[Work to be completed] Every entry that follows should be reproduced exactly.

[The data]
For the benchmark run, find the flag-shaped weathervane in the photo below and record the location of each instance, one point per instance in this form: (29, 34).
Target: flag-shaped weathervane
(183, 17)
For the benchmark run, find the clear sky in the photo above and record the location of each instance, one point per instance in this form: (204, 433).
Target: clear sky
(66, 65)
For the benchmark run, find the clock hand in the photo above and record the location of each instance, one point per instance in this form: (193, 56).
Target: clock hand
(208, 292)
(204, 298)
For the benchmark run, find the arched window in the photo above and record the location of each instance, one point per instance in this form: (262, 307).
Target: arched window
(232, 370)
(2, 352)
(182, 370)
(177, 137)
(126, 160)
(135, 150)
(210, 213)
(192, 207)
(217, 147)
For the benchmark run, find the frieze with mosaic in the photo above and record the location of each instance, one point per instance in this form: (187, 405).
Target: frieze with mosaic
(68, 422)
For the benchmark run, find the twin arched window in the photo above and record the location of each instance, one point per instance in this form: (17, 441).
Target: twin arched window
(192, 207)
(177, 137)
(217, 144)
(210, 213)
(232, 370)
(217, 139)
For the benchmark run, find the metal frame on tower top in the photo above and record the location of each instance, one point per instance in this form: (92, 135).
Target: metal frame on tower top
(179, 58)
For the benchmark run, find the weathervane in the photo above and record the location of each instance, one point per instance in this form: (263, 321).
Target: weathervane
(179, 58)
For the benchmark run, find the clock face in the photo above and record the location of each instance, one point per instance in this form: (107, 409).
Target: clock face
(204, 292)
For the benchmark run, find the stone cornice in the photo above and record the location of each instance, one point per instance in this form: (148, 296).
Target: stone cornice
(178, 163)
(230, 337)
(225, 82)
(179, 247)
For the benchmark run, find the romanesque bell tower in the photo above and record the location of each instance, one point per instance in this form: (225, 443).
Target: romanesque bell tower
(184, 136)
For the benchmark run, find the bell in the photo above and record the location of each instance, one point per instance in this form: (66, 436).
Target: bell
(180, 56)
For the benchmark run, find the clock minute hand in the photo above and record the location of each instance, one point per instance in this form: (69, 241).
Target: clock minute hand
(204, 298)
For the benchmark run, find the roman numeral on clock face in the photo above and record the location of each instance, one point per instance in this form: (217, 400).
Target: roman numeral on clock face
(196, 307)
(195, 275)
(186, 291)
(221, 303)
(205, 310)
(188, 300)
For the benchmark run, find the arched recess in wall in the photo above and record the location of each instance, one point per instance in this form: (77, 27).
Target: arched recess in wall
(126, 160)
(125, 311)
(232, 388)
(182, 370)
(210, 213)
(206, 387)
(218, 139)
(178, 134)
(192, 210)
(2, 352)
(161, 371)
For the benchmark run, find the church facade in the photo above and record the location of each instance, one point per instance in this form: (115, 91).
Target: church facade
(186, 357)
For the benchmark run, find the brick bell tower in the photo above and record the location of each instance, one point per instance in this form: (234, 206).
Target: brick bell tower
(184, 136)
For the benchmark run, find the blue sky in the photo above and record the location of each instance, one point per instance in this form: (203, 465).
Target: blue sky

[Exercise solution]
For the benchmark run, find the flag-shaped weathervane in the photo below and record the location of each instance, one point per instance in this form: (29, 34).
Target: flag-shaped weathervane
(183, 17)
For the benchmark run, find the clear sky in the photo above and record the location of each instance, one point per instance in this form: (204, 433).
Target: clear sky
(66, 65)
For the benchmark run, find the clock hand in the photo above and record the location of each instance, one point per instance in this form: (193, 56).
Target: clock hand
(208, 292)
(204, 298)
For the benchmark run, find the arched window in the photo above and record the location of each instance, one point per instance in this form: (262, 307).
Target: arched window
(232, 370)
(2, 352)
(182, 370)
(177, 137)
(126, 160)
(135, 150)
(210, 213)
(192, 207)
(217, 147)
For the benchmark run, find the frieze with mosaic in the photo above and record the location of each instance, one point per instance in this form: (187, 405).
Target: frieze with mosaic
(68, 422)
For the benchmark run, find the twin arched window in the photo above and record the location of each instance, one point per instance in this form: (17, 441).
Target: twin arched window
(192, 207)
(177, 137)
(217, 144)
(210, 213)
(232, 370)
(217, 139)
For the benchmark run, find the metal frame on tower top in the photo above and record the location of each instance, one point per instance in this form: (92, 135).
Target: metal frame on tower top
(179, 58)
For the benchmark run, find the weathervane in the photo above and record the location of each instance, one point per instance in this form: (263, 321).
Target: weathervane
(179, 58)
For the benchmark run, find the clock face in the photo above and record the location of each instance, one point per instance in this form: (107, 409).
Target: clock face
(204, 292)
For the benchmark run, find the stone cornice in the photo above and record the location of each instance, one point per instance in this form: (148, 296).
Target: stone cornice
(178, 163)
(230, 337)
(225, 82)
(179, 247)
For the benchmark run, find the romanesque bell tower in the photo above and record the location of each instance, one point per instance in this form: (225, 443).
Target: romanesque bell tower
(184, 136)
For the benchmark run, find the bell in the photo above and record the location of each instance, one point per instance in this form: (66, 436).
Target: bell
(180, 56)
For the benchmark run, find the clock minute hand in the photo above and record the location of each instance, one point per instance in this form: (69, 241).
Target: clock minute hand
(204, 298)
For the benchmark run, find the roman numeral on clock face in the photo above and record the location of each instance, one point per instance in this form: (217, 400).
Target: roman numeral on clock face
(196, 307)
(195, 275)
(186, 291)
(221, 303)
(205, 310)
(188, 300)
For the benchmark run, find the arched recess in wall in the photo above and record the location of each instance, one point per instance in this form: (77, 27).
Target: arched recess in wall
(126, 160)
(125, 311)
(232, 388)
(182, 370)
(210, 213)
(206, 387)
(218, 139)
(178, 134)
(192, 210)
(2, 352)
(161, 371)
For the benchmark run, find the church facade in the photo above and record the location of each instance, one point per instance in this form: (115, 91).
Target: church facade
(186, 357)
For the benchmark run, find the brick bell tower in the photo above and record the location of each instance, one point per instance in this form: (234, 206).
Target: brick bell tower
(184, 136)
For the benchmark run, find the blue sky in the photo above and record the location of each instance, one point per instance in this form: (203, 465).
Target: blue sky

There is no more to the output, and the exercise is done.